** REQUIRED ACTION **
Answer these from the nursing text below:
1. How many patients was the writer in charge of when the female surgeon went on a tirade?
2. In which province did nurses become the highest paid in Canada?
3. What task does the writer jokingly tell patients adds variety to the work?

** TEXT EXCERPT **
____
Nurses are expected to attend more committees than a few years ago, to take part in hospital decisions. I think that's important. We now have a voice. But we are often expected to do this and still handle the patient assignment for the day. Because of the increased push for education and extracurricular involvement, there is less and less time spent being with the patient.
In my mind, these changes are detrimental. Increased education and participation in conferences should be secondary to exemplary job performance.
As nurses we are expected to provide information on diagnoses and medications, know about social services and home care, give family counselling and perform a myriad of duties aside from regular nursing care such as bathing and changing dressings.
Hospital cutbacks have led to fewer supplies and services, which has led to some imaginative nursing care. And we try not to let patients suffer because of it. Because there isn't money for auxiliary staff, I change beds, clean spills, assist patients to cut their food, make cups of tea, move furniture. I also call family members, do laundry and explain to patients when there isn't any shampoo or another blanket to be found in the hospital. I jokingly tell my patients that mopping the floor adds variety to my work. It isn't their fault that I never thought my job should include hauling a mop or begging another floor to lend me some supplies.
The recent media coverage on how nurses are abused by patients and physicians took many of us by surprise. I've had an Alzheimer patient throw his dinner tray at me, been pinched by old men who called me cute, been cornered by doctors who have sneered, "Now we're alone." A female surgeon went on a tirade in the middle of the hall when her patient was late for surgery. She apologized after searching in vain to find another nurse on the floor. There wasn't another one qualified to give the prescribed medication. I was the only one in charge of 20 patients either recovering from operations or waiting to be operated on.
These incidents always seemed like part of the job, I'm sorry to say.
Other changes have been more positive. Nursing has taken steps to be acknowledged as a profession in its own right, separate from that of the physician. It's been a while since someone asked me why I didn't pursue medical school, as if nursing were a second-rate choice rather than a separate choice.
I'm glad I was around when we fought for significant pay raises, making nurses in Ontario the highest paid in Canada.
And yet, I am not leaving because of the bad shifts or discontent with changing roles or budget cutbacks that have admittedly made my job more difficult.
____
** DATASET EXCERPTS **
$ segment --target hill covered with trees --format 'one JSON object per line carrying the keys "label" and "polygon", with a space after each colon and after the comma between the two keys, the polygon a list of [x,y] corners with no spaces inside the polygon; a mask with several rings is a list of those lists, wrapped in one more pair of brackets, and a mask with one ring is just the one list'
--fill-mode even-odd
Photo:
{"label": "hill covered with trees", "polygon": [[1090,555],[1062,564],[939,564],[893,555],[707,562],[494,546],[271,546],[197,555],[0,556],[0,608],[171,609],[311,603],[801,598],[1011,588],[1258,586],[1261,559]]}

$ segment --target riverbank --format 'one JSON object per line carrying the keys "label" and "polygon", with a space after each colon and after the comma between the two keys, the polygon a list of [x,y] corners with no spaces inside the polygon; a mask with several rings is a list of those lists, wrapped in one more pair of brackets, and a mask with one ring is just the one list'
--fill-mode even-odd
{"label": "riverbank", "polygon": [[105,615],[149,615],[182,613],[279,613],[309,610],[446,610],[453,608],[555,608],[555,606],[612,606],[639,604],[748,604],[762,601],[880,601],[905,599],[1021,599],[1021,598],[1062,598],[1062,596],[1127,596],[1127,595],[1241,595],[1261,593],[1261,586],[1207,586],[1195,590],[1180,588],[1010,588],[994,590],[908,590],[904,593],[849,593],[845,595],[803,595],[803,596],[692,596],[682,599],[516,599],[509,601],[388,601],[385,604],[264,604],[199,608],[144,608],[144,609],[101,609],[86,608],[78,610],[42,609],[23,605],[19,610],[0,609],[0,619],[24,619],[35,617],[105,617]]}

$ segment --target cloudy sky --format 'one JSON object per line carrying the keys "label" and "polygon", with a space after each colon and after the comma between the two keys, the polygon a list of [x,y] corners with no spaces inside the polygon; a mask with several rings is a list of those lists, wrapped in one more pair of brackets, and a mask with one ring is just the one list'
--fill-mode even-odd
____
** SOLUTION TO THIS EXERCISE **
1. 20 patients
2. Ontario
3. Mopping the floor